**WHAT IS BEING ASKED:** Please count the lines in the entries below that contain the word "white" and give only that number.

**MATERIAL TO PROCESS:**
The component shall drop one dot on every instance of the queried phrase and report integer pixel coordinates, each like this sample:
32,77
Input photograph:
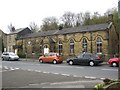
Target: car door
86,58
80,59
6,56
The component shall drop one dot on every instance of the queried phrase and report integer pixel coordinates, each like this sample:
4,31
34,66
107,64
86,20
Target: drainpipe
119,36
91,42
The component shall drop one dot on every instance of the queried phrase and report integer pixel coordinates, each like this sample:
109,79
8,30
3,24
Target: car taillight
99,57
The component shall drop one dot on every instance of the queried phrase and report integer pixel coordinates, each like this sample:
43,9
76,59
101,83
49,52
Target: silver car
9,56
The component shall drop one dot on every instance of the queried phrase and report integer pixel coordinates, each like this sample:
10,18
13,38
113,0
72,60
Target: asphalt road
25,74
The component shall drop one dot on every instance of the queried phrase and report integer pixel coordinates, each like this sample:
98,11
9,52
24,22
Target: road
34,74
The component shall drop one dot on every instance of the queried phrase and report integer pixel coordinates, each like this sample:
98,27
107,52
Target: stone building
13,36
3,39
99,38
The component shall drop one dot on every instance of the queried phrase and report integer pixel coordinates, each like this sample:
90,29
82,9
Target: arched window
45,46
84,45
99,45
71,46
60,47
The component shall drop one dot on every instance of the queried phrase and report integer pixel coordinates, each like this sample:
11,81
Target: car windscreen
12,54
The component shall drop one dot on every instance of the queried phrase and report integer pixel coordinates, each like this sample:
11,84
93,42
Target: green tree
33,27
49,23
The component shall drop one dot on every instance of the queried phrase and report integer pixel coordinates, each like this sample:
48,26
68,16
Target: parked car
85,59
51,58
9,56
114,62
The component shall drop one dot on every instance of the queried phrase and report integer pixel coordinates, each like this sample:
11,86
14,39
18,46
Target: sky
21,12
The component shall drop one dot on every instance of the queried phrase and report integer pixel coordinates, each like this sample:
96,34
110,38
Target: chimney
60,27
110,18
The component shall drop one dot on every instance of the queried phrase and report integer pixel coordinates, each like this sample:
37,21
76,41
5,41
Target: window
99,45
40,48
60,47
84,45
71,46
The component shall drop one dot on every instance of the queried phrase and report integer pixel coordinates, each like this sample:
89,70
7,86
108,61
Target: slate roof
18,30
88,28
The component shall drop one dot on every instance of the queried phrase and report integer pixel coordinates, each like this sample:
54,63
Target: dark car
51,57
86,59
9,56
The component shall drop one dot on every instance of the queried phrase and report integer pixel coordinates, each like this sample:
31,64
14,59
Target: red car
51,58
114,62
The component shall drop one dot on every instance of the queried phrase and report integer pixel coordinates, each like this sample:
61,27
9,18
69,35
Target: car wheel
2,59
41,61
114,64
9,59
54,62
70,62
91,63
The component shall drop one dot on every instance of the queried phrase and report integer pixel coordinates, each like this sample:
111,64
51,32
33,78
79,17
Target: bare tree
49,23
11,27
68,19
33,27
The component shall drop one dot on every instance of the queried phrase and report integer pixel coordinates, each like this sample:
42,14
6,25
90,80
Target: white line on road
66,66
65,74
56,73
109,69
46,72
90,77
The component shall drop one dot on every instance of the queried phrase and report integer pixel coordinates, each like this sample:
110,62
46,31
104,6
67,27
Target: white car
9,56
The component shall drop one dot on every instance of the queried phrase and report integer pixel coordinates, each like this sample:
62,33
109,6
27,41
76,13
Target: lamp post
91,41
119,36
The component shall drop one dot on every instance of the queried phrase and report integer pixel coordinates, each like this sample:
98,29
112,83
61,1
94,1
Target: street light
91,41
119,36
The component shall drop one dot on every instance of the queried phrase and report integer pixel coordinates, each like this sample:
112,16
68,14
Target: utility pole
119,36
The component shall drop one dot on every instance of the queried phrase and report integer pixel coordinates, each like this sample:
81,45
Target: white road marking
66,66
6,67
45,72
56,73
65,74
90,77
109,69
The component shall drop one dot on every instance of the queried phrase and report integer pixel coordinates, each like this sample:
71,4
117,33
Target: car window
80,56
51,54
86,56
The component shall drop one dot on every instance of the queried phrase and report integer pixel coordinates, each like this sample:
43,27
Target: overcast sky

**CORRECT RESULT:** 3